[EXERCISE DATA]

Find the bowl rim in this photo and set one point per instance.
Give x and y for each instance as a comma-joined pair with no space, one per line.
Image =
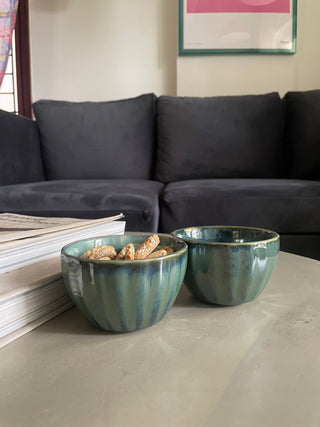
274,234
123,261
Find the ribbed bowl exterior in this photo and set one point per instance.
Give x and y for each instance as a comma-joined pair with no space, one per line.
124,296
229,274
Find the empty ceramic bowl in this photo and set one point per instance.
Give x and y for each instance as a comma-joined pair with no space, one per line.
124,295
229,265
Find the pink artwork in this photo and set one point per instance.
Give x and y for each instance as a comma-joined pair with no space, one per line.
238,6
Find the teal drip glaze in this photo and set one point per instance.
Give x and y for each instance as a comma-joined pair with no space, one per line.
124,295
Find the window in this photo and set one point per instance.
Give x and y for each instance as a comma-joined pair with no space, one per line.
8,88
15,91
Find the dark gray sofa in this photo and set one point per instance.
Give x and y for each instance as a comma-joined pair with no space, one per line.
171,162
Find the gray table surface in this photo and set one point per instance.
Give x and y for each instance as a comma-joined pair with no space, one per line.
257,364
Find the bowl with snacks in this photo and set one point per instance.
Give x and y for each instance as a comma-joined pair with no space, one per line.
126,282
228,265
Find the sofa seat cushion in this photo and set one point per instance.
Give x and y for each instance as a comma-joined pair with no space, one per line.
136,199
219,137
97,140
285,206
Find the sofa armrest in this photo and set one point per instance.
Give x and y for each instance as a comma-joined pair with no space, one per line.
20,156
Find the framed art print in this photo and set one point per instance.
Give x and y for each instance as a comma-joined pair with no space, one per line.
237,26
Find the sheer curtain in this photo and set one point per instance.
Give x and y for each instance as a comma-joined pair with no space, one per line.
8,14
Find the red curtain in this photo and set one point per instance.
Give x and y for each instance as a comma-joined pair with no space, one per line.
8,14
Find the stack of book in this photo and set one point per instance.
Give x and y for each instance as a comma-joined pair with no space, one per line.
31,285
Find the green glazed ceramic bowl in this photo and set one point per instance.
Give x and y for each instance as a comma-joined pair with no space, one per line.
120,295
229,265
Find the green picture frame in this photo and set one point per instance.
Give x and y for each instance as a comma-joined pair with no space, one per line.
201,27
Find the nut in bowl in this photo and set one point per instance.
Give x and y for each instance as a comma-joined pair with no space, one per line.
124,294
229,265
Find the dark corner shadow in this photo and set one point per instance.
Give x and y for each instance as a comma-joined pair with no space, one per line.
185,299
71,322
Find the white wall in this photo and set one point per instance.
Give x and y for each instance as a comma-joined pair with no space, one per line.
102,49
241,74
112,49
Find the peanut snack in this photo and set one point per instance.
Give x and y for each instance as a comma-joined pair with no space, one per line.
123,251
129,252
100,251
147,247
160,252
168,250
145,250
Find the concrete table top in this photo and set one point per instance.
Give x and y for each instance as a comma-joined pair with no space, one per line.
257,364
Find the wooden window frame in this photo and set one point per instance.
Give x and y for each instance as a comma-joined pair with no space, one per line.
22,45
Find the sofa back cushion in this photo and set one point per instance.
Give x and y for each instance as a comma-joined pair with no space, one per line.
302,134
219,137
113,139
20,159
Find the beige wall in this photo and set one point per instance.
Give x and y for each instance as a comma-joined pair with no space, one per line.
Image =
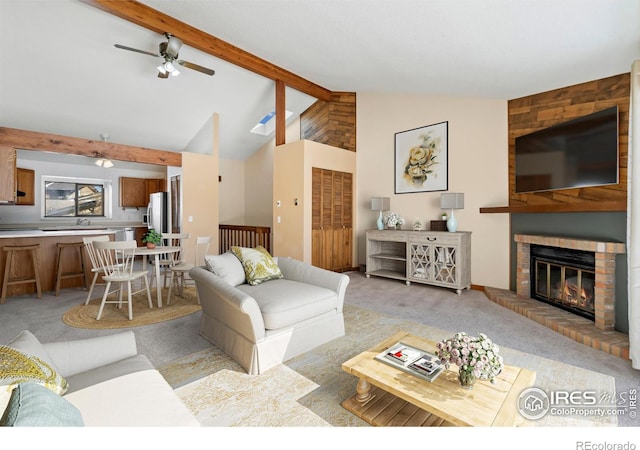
231,192
288,226
248,198
200,187
477,134
292,177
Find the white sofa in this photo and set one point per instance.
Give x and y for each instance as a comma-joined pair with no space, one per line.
109,382
261,326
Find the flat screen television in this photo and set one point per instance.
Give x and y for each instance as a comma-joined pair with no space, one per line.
579,153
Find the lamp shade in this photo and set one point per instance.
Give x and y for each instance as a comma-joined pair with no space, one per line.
380,204
452,200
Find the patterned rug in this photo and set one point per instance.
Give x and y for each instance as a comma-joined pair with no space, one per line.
84,316
308,390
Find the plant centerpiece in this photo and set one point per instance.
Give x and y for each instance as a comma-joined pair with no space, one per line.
477,358
393,220
151,238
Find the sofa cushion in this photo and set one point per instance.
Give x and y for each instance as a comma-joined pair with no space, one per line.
227,266
19,367
27,342
116,369
285,302
141,399
32,405
258,264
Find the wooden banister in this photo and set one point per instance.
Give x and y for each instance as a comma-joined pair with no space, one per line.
244,236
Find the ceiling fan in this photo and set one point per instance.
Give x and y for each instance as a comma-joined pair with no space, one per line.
169,52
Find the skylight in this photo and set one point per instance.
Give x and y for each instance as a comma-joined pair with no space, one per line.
267,124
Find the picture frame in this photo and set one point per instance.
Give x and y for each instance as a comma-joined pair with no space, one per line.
422,159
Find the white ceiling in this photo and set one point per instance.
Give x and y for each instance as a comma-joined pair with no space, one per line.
60,72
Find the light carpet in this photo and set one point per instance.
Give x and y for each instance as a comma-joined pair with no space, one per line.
308,390
84,316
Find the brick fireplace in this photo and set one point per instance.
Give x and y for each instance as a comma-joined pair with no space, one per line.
598,333
605,268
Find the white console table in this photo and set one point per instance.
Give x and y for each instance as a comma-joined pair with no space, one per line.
439,258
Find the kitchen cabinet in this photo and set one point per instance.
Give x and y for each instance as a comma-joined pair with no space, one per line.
134,192
7,175
26,179
439,258
332,219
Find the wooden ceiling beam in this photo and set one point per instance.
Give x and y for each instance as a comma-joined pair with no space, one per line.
161,23
33,140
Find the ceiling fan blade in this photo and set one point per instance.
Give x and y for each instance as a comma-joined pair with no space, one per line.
196,67
131,49
173,45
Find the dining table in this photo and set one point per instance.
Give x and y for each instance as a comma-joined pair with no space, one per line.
156,252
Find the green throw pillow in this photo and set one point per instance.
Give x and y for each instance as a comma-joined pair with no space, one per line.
257,263
18,367
32,405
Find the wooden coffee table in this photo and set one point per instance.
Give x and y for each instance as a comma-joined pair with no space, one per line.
386,396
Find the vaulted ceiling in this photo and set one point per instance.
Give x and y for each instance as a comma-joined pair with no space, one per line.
62,74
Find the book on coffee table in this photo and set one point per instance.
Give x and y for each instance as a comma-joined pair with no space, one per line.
415,361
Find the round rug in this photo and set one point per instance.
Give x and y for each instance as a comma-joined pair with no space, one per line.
84,316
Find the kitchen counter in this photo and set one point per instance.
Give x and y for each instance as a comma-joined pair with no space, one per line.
47,239
50,232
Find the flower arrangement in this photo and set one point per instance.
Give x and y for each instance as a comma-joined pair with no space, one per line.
392,220
477,357
151,238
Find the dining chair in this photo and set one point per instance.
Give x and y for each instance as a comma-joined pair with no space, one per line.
179,270
169,259
117,259
96,267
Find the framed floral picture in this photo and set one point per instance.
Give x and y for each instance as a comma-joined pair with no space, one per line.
421,159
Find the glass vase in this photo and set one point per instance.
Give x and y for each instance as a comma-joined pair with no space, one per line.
466,378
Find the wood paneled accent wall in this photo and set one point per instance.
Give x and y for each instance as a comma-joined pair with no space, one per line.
331,123
528,114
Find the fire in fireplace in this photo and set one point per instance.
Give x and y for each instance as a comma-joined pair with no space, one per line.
564,278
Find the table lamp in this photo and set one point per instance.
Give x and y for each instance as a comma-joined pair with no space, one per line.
380,204
452,200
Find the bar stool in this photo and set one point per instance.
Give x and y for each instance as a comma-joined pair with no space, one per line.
10,251
64,275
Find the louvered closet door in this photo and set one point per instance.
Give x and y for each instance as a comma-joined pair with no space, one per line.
332,222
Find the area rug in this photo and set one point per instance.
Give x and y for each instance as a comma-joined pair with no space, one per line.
308,390
84,316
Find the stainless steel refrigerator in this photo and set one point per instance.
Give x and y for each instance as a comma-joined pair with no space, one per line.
159,212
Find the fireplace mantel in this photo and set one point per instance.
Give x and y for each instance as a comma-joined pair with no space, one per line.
605,253
572,243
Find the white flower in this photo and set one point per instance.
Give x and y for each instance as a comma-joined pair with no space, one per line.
480,353
392,219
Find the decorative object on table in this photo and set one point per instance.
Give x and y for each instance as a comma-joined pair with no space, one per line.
152,238
380,204
421,159
452,200
410,359
393,221
477,358
438,225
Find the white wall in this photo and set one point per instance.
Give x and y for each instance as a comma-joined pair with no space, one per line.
478,167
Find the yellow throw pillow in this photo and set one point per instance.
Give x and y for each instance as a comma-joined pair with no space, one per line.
257,263
17,367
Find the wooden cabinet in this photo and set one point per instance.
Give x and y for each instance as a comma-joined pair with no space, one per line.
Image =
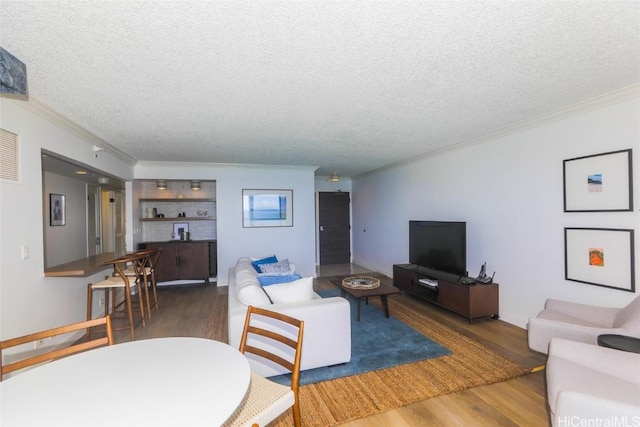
472,301
182,260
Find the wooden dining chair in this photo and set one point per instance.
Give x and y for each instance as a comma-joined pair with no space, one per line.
77,347
118,280
266,400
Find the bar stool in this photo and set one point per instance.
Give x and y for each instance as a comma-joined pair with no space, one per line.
138,271
118,280
150,271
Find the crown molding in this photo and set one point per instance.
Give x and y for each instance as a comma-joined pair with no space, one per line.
625,94
57,119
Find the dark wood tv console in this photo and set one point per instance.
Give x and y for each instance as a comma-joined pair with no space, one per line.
472,301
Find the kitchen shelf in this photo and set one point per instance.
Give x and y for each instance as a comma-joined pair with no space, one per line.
180,218
176,200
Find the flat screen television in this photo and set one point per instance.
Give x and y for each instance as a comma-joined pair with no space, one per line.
439,245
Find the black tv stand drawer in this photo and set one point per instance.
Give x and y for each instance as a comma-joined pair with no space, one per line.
471,301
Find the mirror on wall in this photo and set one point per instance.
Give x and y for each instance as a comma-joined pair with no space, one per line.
83,210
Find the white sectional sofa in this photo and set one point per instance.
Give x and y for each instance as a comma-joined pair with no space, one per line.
327,321
591,385
581,322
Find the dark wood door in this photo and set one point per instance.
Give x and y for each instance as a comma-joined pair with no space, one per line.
335,229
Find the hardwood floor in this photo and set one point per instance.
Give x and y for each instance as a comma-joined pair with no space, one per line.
202,312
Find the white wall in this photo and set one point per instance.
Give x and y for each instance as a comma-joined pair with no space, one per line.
28,301
509,190
296,243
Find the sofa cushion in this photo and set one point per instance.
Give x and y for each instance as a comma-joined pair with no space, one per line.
298,290
275,280
268,260
280,268
249,292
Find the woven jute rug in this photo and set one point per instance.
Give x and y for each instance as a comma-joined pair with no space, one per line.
344,399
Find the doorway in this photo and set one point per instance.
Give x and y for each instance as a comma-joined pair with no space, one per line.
113,221
93,219
334,227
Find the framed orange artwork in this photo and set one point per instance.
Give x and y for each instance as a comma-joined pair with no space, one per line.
600,256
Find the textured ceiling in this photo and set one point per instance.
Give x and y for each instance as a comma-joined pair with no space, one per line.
347,86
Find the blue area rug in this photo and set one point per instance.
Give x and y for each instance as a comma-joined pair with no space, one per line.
376,343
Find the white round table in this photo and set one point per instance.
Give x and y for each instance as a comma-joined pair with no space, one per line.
156,382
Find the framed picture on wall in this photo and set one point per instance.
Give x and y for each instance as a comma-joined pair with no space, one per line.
57,208
267,208
600,256
599,183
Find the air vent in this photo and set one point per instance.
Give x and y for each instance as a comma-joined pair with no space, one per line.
9,161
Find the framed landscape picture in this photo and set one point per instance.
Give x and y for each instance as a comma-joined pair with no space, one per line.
601,257
267,208
599,183
58,209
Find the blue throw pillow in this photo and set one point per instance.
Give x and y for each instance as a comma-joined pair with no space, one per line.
274,280
269,260
281,268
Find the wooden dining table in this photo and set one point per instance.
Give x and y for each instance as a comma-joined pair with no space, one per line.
175,381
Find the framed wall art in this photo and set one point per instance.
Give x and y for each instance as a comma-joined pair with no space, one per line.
599,183
179,228
267,208
600,256
58,209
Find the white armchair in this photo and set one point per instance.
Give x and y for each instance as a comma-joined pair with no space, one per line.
581,322
586,383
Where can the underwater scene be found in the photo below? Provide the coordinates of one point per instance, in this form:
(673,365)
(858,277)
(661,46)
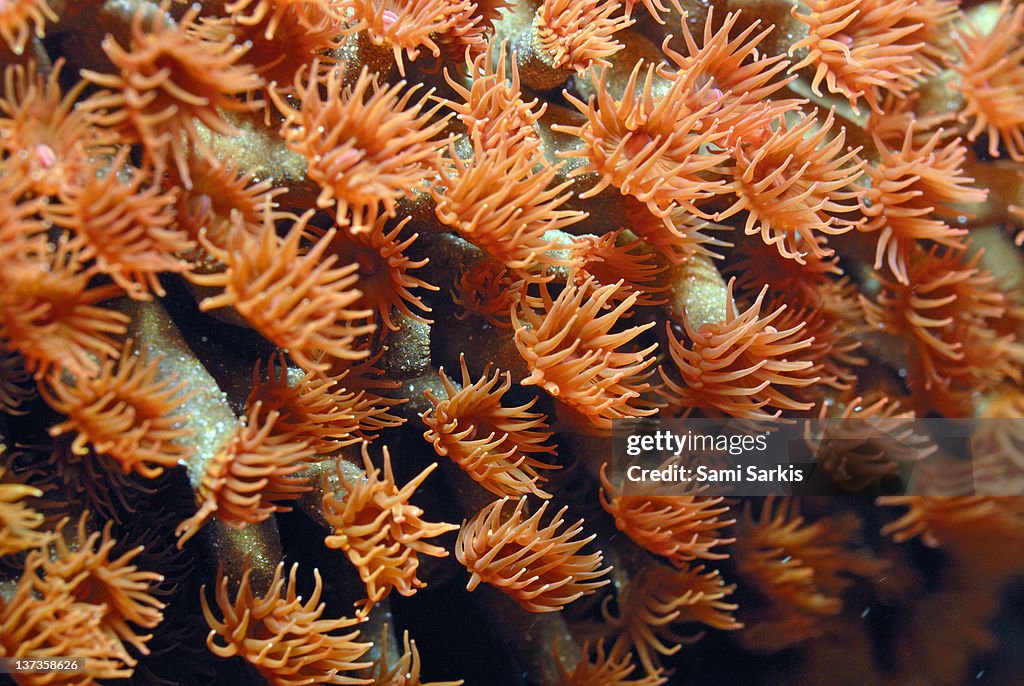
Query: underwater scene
(512,343)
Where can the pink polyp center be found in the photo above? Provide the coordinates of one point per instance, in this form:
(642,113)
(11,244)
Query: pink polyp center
(44,154)
(347,158)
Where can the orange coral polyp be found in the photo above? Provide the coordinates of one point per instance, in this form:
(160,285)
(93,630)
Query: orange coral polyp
(493,443)
(502,203)
(255,467)
(805,566)
(738,367)
(35,116)
(19,523)
(910,188)
(732,71)
(602,258)
(311,408)
(49,314)
(863,48)
(579,34)
(991,71)
(678,527)
(381,531)
(653,147)
(221,190)
(284,638)
(129,412)
(298,300)
(492,106)
(125,226)
(168,80)
(384,270)
(947,307)
(407,26)
(284,36)
(367,144)
(660,597)
(540,567)
(93,575)
(572,353)
(794,185)
(56,626)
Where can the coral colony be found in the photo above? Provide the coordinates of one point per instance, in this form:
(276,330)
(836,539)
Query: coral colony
(312,309)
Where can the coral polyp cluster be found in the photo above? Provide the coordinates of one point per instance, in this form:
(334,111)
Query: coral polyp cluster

[/EXERCISE DATA]

WHAT YOU ARE ASKED TO DO ->
From the records above, pull out every line containing the word "white".

RESULT OF THE EXERCISE ->
Find the white wall in this photo and set one point per instance.
Find the white sofa in this photo and set one point per instance.
Find the white ceiling in this photo and set one point per instance.
Find the white console table in this photo and set one point per instance.
Find the white flower in this photo and set one point per instance.
Find the white wall in this photo and set one point per instance.
Find the white sectional sofa in this photo and set one point per instance.
Find the white wall in this photo and set one point per instance.
Find the white round table in this photo and set one point per instance.
Find the white armchair in this photo and set one point per instance.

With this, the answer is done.